*TEXTO DE LECTURA*.
Poco después de 1800 se sugirió que la materia consistía en pequeñas unidades llamadas «átomos». Poco después de 1900 se aceptó que la energía constaba de pequeñas unidades llamadas «cuantos». Pues bien, ¿hay alguna otra magnitud común que venga en pequeñas unidades fijas? ¿El tiempo, por ejemplo?
Hay dos maneras de encontrar una «unidad lo más pequeña posible». Está primero el método directo de dividir una cantidad conocida hasta que no se pueda seguir dividiendo: descomponer una masa conocida en cantidades cada vez más pequeñas hasta quedarnos con un solo átomo, o dividir energías conocidas hasta obtener un solo cuanto. El otro método, indirecto, consiste en observar algún fenómeno que no pueda explicarse a menos que supongamos la existencia de una unidad mínima.
En el caso de la materia, la necesidad de una teoría atómica vino a través de una serie muy nutrida de observaciones químicas, entre las cuales figuraban la «ley de las proporciones definidas» y la «ley de las proporciones múltiples». En el caso de la energía, fue el estudio de la radiación del cuerpo negro y la existencia del efecto fotoeléctrico lo que determinó la necesidad de la teoría cuántica.
En el caso del tiempo, el método indirecto falla... al menos hasta ahora. No se han observado fenómenos que hagan necesario suponer que existe una unidad de tiempo mínima.
¿Y por el método directo? ¿Podemos observar períodos de tiempo cada vez más cortos, hasta llegar a algo que sea lo más corto posible?
Los físicos empezaron a manejar intervalos de tiempo ultracortos a raíz del descubrimiento de la radiactividad. Algunos tipos de átomos tenían una vida media muy breve. El polonio 212, por ejemplo, tiene una vida media inferior a una millonésima (10-6) de segundo. Se desintegra en el tiempo que tarda la Tierra en recorrer una pulgada en su giro alrededor del Sol a 29,8 kilómetros por segundo. Pero por mucho que los físicos estudiaron estos procesos con detalle, no había ningún signo, durante ese intervalo, de que el tiempo fluyese a pequeños saltos y no uniformemente.
Pero podemos ir un poco más lejos. Algunas partículas subatómicas se desintegran en intervalos de tiempo mucho más cortos. En la cámara de burbujas hay partículas que, viajando casi a la velocidad de la luz, logran formar, entre el momento de su nacimiento y el de su desintegración, una traza de unos tres centímetros, que corresponde a una vida de una diezmilmillonésima (10-10) de segundo.

*DATOS ALMACENADOS*.

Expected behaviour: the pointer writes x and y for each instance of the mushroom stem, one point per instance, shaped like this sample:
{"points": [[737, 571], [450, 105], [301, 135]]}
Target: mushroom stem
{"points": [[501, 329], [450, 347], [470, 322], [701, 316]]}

*ENUNCIADO*. Transcribe sin cambios el fragmento del texto sobre la unidad mínima de tiempo que va desde «Poco después de 1800» hasta «tiempo, por ejemplo?».

*RESULTADO DEL EJERCICIO*.
Poco después de 1800 se sugirió que la materia consistía en pequeñas unidades llamadas «átomos». Poco después de 1900 se aceptó que la energía constaba de pequeñas unidades llamadas «cuantos». Pues bien, ¿hay alguna otra magnitud común que venga en pequeñas unidades fijas? ¿El tiempo, por ejemplo?